▸ WHAT YOU HAVE TO DO
Where the word "headlight" occurs in a line of the data, return the whole line.

§ §

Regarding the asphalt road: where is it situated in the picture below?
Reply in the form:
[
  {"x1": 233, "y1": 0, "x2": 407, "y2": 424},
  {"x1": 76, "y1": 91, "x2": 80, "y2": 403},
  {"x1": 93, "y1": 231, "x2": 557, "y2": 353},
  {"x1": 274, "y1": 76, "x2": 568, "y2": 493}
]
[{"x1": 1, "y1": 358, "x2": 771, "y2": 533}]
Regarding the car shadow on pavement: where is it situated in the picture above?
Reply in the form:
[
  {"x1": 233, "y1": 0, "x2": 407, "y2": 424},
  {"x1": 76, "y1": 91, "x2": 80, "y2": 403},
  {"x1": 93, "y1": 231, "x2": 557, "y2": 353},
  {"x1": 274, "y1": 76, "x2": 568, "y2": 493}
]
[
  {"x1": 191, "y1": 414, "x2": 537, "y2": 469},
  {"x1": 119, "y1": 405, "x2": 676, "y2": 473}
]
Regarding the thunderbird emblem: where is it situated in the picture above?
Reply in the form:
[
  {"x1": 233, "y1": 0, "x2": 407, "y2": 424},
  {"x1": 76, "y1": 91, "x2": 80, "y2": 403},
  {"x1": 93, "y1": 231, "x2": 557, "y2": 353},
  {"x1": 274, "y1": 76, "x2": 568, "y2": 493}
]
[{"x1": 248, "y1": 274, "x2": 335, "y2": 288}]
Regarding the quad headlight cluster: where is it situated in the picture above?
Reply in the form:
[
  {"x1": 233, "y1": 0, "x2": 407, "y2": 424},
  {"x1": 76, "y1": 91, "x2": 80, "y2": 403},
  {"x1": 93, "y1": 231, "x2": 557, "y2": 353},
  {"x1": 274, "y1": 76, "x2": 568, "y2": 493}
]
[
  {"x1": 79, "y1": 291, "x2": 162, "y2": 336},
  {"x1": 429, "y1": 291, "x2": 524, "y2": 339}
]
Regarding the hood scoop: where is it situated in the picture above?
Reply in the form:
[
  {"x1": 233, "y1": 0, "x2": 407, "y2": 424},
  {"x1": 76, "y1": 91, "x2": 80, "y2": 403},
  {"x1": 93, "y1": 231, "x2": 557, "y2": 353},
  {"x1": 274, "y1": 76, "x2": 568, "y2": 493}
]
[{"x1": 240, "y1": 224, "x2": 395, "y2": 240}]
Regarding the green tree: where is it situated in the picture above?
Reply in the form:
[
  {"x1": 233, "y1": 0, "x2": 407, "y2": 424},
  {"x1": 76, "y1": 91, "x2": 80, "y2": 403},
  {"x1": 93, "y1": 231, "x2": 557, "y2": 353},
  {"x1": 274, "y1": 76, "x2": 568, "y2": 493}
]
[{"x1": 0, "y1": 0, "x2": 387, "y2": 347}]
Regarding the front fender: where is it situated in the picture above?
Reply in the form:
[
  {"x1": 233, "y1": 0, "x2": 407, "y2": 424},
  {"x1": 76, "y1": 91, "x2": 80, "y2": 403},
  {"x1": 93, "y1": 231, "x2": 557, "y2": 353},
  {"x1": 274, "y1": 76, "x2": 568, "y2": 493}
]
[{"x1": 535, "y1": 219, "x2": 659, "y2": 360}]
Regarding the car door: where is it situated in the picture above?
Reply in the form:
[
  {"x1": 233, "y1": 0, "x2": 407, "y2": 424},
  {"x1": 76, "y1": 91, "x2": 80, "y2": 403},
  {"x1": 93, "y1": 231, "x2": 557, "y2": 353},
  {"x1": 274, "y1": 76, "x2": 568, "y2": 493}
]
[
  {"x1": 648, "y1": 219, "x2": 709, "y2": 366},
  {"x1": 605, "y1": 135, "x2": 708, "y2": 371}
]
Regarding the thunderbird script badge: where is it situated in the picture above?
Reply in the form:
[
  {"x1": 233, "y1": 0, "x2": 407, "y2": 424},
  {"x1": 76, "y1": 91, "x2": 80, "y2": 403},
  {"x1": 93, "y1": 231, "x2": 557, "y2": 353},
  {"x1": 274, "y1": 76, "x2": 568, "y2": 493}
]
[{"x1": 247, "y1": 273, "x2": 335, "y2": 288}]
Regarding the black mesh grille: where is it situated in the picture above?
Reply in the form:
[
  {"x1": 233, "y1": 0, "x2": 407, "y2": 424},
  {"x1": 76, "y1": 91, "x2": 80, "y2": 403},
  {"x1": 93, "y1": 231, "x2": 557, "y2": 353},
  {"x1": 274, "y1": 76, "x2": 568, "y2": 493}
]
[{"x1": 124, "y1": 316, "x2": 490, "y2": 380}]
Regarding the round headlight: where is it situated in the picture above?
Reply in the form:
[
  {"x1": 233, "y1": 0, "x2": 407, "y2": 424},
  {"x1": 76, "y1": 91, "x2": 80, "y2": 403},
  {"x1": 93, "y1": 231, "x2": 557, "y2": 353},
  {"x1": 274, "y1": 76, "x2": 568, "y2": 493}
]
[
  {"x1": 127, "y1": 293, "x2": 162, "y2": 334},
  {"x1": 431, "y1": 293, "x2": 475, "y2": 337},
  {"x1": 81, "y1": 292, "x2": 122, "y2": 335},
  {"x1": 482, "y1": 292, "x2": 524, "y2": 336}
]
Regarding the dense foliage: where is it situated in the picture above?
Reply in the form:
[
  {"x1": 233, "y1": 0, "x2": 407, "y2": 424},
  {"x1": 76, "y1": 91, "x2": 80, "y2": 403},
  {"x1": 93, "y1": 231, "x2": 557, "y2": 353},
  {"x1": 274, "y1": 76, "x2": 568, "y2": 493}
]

§ §

▸ EXERCISE RESPONSE
Regarding the quad headlight cluster: where is it situated in the picture above?
Regarding the round headlight: where is it situated in the picture above?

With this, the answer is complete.